====== Material for this task ======
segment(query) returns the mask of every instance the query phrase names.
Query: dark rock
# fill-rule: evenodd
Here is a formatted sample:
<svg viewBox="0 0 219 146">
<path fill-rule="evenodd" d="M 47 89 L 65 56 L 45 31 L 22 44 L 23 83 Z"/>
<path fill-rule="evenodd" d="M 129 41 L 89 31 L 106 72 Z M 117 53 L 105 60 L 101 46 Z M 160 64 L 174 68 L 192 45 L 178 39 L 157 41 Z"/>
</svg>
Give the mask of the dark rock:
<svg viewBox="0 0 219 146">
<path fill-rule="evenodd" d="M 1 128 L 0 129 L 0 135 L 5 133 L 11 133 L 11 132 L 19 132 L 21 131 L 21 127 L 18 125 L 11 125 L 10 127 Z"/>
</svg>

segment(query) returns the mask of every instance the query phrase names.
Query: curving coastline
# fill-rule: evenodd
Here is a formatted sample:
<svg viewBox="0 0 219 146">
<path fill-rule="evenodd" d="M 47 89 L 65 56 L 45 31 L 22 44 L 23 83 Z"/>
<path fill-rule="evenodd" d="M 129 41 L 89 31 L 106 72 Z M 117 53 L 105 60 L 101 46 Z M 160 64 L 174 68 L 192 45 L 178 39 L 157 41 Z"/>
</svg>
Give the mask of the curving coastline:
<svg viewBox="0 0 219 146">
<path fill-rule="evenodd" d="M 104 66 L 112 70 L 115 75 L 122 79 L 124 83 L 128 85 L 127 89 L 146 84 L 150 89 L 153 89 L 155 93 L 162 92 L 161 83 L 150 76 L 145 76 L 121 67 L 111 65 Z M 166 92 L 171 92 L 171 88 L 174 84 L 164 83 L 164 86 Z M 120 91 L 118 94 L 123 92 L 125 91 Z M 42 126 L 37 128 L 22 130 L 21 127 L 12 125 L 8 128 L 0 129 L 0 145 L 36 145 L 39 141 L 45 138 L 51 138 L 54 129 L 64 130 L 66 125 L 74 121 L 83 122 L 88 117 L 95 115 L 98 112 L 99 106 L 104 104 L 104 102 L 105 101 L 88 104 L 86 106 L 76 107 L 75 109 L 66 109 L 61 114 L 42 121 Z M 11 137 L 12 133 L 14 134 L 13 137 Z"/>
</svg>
======
Reproduce every line of the two items above word for word, without changing anything.

segment(query) returns the mask of every instance the query phrase names.
Query: dark rock
# fill-rule: evenodd
Here is a formatted sample:
<svg viewBox="0 0 219 146">
<path fill-rule="evenodd" d="M 47 89 L 65 56 L 45 31 L 22 44 L 23 83 Z"/>
<path fill-rule="evenodd" d="M 129 41 L 89 31 L 106 72 Z M 117 53 L 105 60 L 101 46 Z M 160 64 L 174 68 L 192 45 L 178 39 L 157 41 Z"/>
</svg>
Give the mask of the dark rock:
<svg viewBox="0 0 219 146">
<path fill-rule="evenodd" d="M 1 128 L 0 129 L 0 135 L 5 133 L 11 133 L 11 132 L 19 132 L 21 131 L 21 127 L 18 125 L 11 125 L 10 127 Z"/>
</svg>

segment(query) returns the mask of every instance the query phrase names.
Query: curving coastline
# fill-rule: evenodd
Here is a formatted sample:
<svg viewBox="0 0 219 146">
<path fill-rule="evenodd" d="M 47 89 L 65 56 L 45 31 L 22 44 L 23 83 Z"/>
<path fill-rule="evenodd" d="M 129 41 L 89 31 L 106 72 Z M 117 53 L 105 60 L 101 46 Z M 160 64 L 174 68 L 192 45 L 178 39 L 157 41 Z"/>
</svg>
Give the mask of the curving coastline:
<svg viewBox="0 0 219 146">
<path fill-rule="evenodd" d="M 104 66 L 112 70 L 115 75 L 122 79 L 124 83 L 128 85 L 127 89 L 146 84 L 150 89 L 153 89 L 155 93 L 162 92 L 161 83 L 150 76 L 145 76 L 121 67 L 111 65 Z M 166 92 L 171 92 L 171 88 L 174 84 L 164 83 L 164 86 Z M 120 91 L 118 94 L 123 92 L 125 91 Z M 42 126 L 37 128 L 22 130 L 21 127 L 12 125 L 8 128 L 0 129 L 0 145 L 36 145 L 39 141 L 45 138 L 51 138 L 54 129 L 64 130 L 66 125 L 74 121 L 83 122 L 88 117 L 95 115 L 98 112 L 99 106 L 104 104 L 104 102 L 105 101 L 88 104 L 86 106 L 76 107 L 75 109 L 66 109 L 61 114 L 42 121 Z M 11 137 L 12 133 L 14 134 L 13 137 Z"/>
</svg>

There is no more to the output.